### Text segment
_ _ _ _

Anyone who knows anything about digital archiving knows that one of the best ways to ensure the longevity of your digital data is to plan for it at the point of creation.
If data is created with long term archiving in mind and following a few simple and common sense data management rules, then the files that are created are not only much easier for the digital archivist to manage in the future, but also easier for the creator to work with. How much easier is it to locate and retrieve files that are ordered in a sensible and logical hierarchy of folders and named in a way that is helpful? We are producing more and more data over time and as the quantity of data increases, so do the size of our problems in managing it.
We do not have many donors and depositors at the Borthwick who regularly put digital archives into our care but this picture will no doubt change over time. For those who do deposit digital archives, it is important that we encourage them to put good data management into practice and the earlier we speak to them about this the better.

_ _ _ _

### Rows
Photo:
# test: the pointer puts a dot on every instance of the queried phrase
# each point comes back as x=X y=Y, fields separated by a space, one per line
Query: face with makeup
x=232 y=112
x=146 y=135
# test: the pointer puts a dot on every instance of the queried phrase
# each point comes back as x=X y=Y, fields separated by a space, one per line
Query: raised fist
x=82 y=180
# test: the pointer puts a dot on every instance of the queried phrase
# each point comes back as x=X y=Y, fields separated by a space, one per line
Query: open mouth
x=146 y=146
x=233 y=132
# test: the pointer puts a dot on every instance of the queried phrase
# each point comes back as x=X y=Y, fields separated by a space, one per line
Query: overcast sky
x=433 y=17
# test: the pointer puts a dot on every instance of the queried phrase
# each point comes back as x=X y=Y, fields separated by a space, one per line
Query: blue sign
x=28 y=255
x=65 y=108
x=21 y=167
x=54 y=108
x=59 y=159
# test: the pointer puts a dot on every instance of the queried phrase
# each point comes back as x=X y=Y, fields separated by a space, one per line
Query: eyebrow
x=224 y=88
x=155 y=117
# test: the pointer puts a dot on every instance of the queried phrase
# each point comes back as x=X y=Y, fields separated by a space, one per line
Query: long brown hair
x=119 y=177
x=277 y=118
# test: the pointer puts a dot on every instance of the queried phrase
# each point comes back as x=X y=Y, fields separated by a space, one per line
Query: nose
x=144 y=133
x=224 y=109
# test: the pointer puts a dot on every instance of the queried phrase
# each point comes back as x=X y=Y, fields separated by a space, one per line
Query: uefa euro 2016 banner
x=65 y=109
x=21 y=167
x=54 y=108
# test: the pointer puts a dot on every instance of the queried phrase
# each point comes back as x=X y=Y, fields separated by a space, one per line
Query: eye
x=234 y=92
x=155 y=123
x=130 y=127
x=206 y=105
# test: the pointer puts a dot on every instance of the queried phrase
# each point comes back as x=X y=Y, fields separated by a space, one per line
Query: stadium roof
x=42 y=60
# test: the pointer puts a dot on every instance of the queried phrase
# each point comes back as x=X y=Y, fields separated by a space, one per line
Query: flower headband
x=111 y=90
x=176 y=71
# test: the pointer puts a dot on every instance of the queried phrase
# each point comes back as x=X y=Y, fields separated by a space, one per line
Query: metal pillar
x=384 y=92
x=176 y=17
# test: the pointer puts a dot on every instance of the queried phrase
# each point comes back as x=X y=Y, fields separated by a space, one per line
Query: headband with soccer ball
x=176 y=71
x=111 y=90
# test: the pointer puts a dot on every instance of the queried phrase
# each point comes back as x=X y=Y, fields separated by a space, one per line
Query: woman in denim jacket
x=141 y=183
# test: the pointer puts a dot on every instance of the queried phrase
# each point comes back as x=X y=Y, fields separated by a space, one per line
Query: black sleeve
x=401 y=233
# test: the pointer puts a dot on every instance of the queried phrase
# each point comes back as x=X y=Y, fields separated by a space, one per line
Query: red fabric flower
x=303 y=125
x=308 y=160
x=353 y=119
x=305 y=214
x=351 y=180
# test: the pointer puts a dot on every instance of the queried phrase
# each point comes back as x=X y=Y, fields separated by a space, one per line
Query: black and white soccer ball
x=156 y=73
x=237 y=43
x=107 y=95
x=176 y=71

_ _ _ _

### Task 1
Answer these questions using the text about digital archiving above:
(a) At what point should data be planned for to help ensure its longevity?
(b) What grows as the quantity of data increases?
(c) Where does the text say there are not many donors and depositors who regularly put digital archives into care?
### Task 2
Write out the stretch of the digital archiving text from "If data is created" through "in managing it.", word for word.

### Exercise response 1
(a) At the point of creation.
(b) The size of our problems in managing it.
(c) At the Borthwick.

### Exercise response 2
If data is created with long term archiving in mind and following a few simple and common sense data management rules, then the files that are created are not only much easier for the digital archivist to manage in the future, but also easier for the creator to work with. How much easier is it to locate and retrieve files that are ordered in a sensible and logical hierarchy of folders and named in a way that is helpful? We are producing more and more data over time and as the quantity of data increases, so do the size of our problems in managing it.